# EXTRACT TO READ
++++++++++

The model parameters are \(\alpha \in (1,\infty)\), \(\beta \in (1,\infty)\), \(\gamma \in (0,1)\) and \(\tau^2 \in (0,\infty)\) and we consider the following prior distribution:
\[\alpha \sim N(0, \sigma^2_\alpha)\] \[\beta \sim N(0, \sigma^2_\beta)\] \[\gamma \sim Unif(0,1)\] \[\tau^2 \sim IG(a,b)\]
We can see relationship between the two variables below:
# The dependent variable represents the length of the dugongs, while the independent variable represents the age of the dugongs
#install.packages('invgamma')
library('invgamma')
data = read.table(file = 'dugong-data.csv', sep = ',', header = TRUE)
x = data$Age
y = data$Length
#LENGTH VS AGE
## x is AGE(INDEPENDENT)

++++++++++

# GIVEN MATERIAL
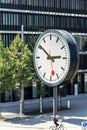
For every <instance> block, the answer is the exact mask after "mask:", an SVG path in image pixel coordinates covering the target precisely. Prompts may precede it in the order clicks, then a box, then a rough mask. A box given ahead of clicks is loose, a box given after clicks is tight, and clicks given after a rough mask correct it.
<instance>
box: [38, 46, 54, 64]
mask: <svg viewBox="0 0 87 130" xmlns="http://www.w3.org/2000/svg"><path fill="white" fill-rule="evenodd" d="M38 47H39V48H40V49H42V50H43V51H44V53H45V54H46V55H47V59H50V60H52V61H53V62H54V59H53V58H52V57H51V55H50V54H49V53H48V52H47V51H46V50H45V49H44V48H43V47H42V46H41V45H39V46H38Z"/></svg>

++++++++++

# WORK REQUEST 1
Transcribe the stretch of the dugong model excerpt from "The model parameters" through "x is AGE(INDEPENDENT)".
# WORK REQUEST 2
List the model parameters named in the dugong model excerpt.

# WORKED SOLUTION 1
The model parameters are \(\alpha \in (1,\infty)\), \(\beta \in (1,\infty)\), \(\gamma \in (0,1)\) and \(\tau^2 \in (0,\infty)\) and we consider the following prior distribution:
\[\alpha \sim N(0, \sigma^2_\alpha)\] \[\beta \sim N(0, \sigma^2_\beta)\] \[\gamma \sim Unif(0,1)\] \[\tau^2 \sim IG(a,b)\]
We can see relationship between the two variables below:
# The dependent variable represents the length of the dugongs, while the independent variable represents the age of the dugongs
#install.packages('invgamma')
library('invgamma')
data = read.table(file = 'dugong-data.csv', sep = ',', header = TRUE)
x = data$Age
y = data$Length
#LENGTH VS AGE
## x is AGE(INDEPENDENT)

# WORKED SOLUTION 2
α, β, γ, τ²